Homeless in San Diego: A Comparative Analysis

This is an analysis of the homeless population in the San Diego county. Part of this analysis is a comparison of homelessness trends between San Diego and two other counties of similar socio-economic characteristics. The analysis aims to answer questions under Data Questions below. Results from the analysis can be found under Insights.

Data Source

All of the data used in this analysis is sourced from the HUD Exchange, the information portal of the Housing and Urban Development (HUD) agency of the US government. Cities and counties across the US are required by the HUD to report counts of the homeless annually. Homeless counts are captured annually on a single day in January, across the US, through the PIT (Point-in-Time) count. The raw dataset containing PIT counts for all counties can be downloaded from this link: PIT Counts Since 2007. Information on the methodology used to capture this data is here.

Data Questions

  1. What does the homelessness trend in San Diego look like?
  2. How does homelessness in San Diego compare to other counties?

Data Analysis

Following is the full set of transformations carried out on the data, as well as exploratory visualizations and statistical tests used to answer the data questions.

In [1]:
import sys
import os
import pandas as pd 
import numpy as np 

from scipy import stats
  
import warnings
warnings.filterwarnings(action='once')

import matplotlib.pyplot as plt
from matplotlib import pylab, mlab, gridspec, cm
from IPython.core.pylabtools import figsize, getfigs
from IPython.display import display, HTML, display_html
from pylab import *

import seaborn as sns
#sns.set(color_codes=True)

# custom utilities
import utils.pyutils as pyt  

%matplotlib inline
C:\Anaconda3\envs\ipykernel_py3\lib\importlib\_bootstrap.py:219: ImportWarning: can't resolve package from __spec__ or __package__, falling back on __name__ and __path__
  return f(*args, **kwds)
In [2]:
def display_tables(*args):
    html_str=''
    for df in args:
        html_str+=df.to_html()
    display_html(html_str.replace('table','table style="display:inline"'),raw=True)
In [3]:
CWD = os.getcwd()

DATADIR = 'data'
DATAFILE = "pit-counts-by-coc.xlsx"
In [4]:
# load the spreadsheet
xl = pd.ExcelFile(os.path.join(DATADIR,DATAFILE))
print(xl.sheet_names)
['2016', '2015', '2014', '2013', '2012', '2011', '2010', '2009', '2008', '2007', 'CoC Mergers', 'Revisions']

We can see from above that the dataset has 10 years worth of homelessness data spanning 2007-2016. We will be using all 10 years of this data for the counties of our choice.

Counties for Comparison

One aspect of this analysis is the comparison of homelessness trends in the San Diego county to other counties in the US with similar socio-economic characteristics. Specifically, the following size and socio-economic indicators were used to assess similarity:

  • Population Size
  • Housing Units per Household
  • Demographic Makeup - Age, Ethnicity
  • Median Household Income
  • Population (%) Below Poverty Level
  • Per Capita Income

Note: This still leaves out other factors such as Unemployment Rate, Median Home Price and Population Density, all of which have an impact on homelessness. E.g.: Denser areas are likely to have greater economic opportunities.
· · · · ·
- _Objectives_
(A) In the San Diego homelessness analysis, when are the annual homeless counts captured?
(B) Write the next part of the San Diego homelessness analysis, picking up after its last sentence.

(Stored items)
· · · · ·
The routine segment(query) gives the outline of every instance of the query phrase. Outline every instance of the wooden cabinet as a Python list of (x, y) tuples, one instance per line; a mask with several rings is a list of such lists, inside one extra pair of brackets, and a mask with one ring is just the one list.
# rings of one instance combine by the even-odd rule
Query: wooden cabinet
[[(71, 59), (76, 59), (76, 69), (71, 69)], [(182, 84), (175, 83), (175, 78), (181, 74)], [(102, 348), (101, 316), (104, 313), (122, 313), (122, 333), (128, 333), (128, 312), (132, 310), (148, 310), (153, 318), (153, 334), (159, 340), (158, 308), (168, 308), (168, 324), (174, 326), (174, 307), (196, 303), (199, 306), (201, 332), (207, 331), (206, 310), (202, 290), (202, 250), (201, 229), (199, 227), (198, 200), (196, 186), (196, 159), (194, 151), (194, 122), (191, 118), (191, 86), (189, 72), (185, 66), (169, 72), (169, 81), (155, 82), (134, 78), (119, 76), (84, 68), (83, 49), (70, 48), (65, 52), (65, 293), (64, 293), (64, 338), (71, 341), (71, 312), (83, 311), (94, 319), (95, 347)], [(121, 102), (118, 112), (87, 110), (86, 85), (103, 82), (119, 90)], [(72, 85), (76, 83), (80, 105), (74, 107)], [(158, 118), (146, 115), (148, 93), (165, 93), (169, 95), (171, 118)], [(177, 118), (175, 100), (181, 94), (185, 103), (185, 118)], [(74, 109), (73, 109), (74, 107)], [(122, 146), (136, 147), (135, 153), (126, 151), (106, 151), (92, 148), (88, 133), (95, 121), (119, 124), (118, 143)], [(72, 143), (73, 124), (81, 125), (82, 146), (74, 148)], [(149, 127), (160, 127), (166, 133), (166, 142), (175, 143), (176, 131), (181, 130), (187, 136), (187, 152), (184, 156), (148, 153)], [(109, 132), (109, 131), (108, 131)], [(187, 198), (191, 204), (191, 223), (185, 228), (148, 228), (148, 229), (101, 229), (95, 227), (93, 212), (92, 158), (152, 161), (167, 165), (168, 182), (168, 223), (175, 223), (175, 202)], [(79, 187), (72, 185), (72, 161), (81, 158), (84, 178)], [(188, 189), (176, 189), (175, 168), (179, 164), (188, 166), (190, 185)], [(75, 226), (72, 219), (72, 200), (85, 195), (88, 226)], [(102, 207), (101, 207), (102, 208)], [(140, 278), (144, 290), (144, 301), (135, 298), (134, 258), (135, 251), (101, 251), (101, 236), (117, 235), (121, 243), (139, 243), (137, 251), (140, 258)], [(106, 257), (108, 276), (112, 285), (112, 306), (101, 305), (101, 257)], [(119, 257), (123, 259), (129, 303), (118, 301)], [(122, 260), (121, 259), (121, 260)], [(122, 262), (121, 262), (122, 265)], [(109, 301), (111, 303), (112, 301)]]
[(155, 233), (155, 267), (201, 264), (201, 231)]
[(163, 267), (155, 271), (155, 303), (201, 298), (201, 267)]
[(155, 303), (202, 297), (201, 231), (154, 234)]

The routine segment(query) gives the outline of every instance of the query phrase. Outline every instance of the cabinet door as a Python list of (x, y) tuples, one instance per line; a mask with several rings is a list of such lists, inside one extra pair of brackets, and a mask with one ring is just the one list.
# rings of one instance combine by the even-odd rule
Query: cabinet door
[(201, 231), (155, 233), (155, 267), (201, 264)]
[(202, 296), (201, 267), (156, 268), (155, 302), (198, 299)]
· · · · ·
- _Results in order_
(A) On a single day in January, through the Point-in-Time count.

(B)
The IndexMundi site was used to compare county stats and the following counties were chosen based on the criteria listed above.

Clearly, Orange County is far more similar to the San Diego County given that both are prominent Southern California regions in close proximity to each other. Dallas County was chosen precisely because it does not share this geographic proximity to San Diego and is yet similar enough for comparison.

In [5]:
COUNTIES = ['San Diego City and County CoC', 'Dallas City & County/Irving CoC','Santa Ana/Anaheim/Orange County CoC']
In [6]:
df = pd.DataFrame()
# iterate through each year's data and collate them into a single dataframe
for sheet in xl.sheet_names[:-2]:
    tmp_df = xl.parse(sheet)
    #filter out data for only counties we want
    tmp_df = tmp_df[tmp_df['CoC Name'].isin(COUNTIES)]
    #retain only data that is present for all years
    tmp_df = tmp_df.iloc[:,1:11]
    #rename cols to remove year so they can be merged
    tmp_df.columns = [s.split(',')[0] for s in tmp_df.columns]
    tmp_df['Year'] = int(sheet)    
    #display(tmp_df)   
    # append each data frame
    df = pd.concat([df,tmp_df],ignore_index=True,axis='rows')
    
#convert columns to numeric
cols = df.columns.tolist()
cols = cols[1:-1]
df[cols] = df[cols].apply(pd.to_numeric, errors='coerce')

pd.options.display.float_format = '{:.0f}'.format
#df = df.set_index('Year')
df.head(n=6)    
Out[6]:
CoC Name Total Homeless Sheltered Homeless Unsheltered Homeless Homeless Individuals Sheltered Homeless Individuals Unsheltered Homeless Individuals Homeless People in Families Sheltered Homeless People in Families Unsheltered Homeless People in Families Year
0 San Diego City and County CoC 8669 3729 4940 6955 2297 4658 1714 1432 282 2016
1 Santa Ana/Anaheim/Orange County CoC 4319 2118 2201 3028 833 2195 1291 1285 6 2016
2 Dallas City & County/Irving CoC 3810 3071 739 2633 1900 733 1177 1171 6 2016
3 San Diego City and County CoC 8742 4586 4156 6761 2849 3912 1981 1737 244 2015
4 Santa Ana/Anaheim/Orange County CoC 4452 2251 2201 3073 878 2195 1379 1373 6 2015
5 Dallas City & County/Irving CoC 3141 2778 363 2219 1863 356 922 915 7 2015
In [7]:
pyt.summarize(df)
Dimensions: (30, 11)
CoC Name                                   (<U35 null: 0 len: 30 unq: 3, [San Diego City ...
Total Homeless                             (float64 null: 0 len: 30 unq: 28, [8669.0, 431...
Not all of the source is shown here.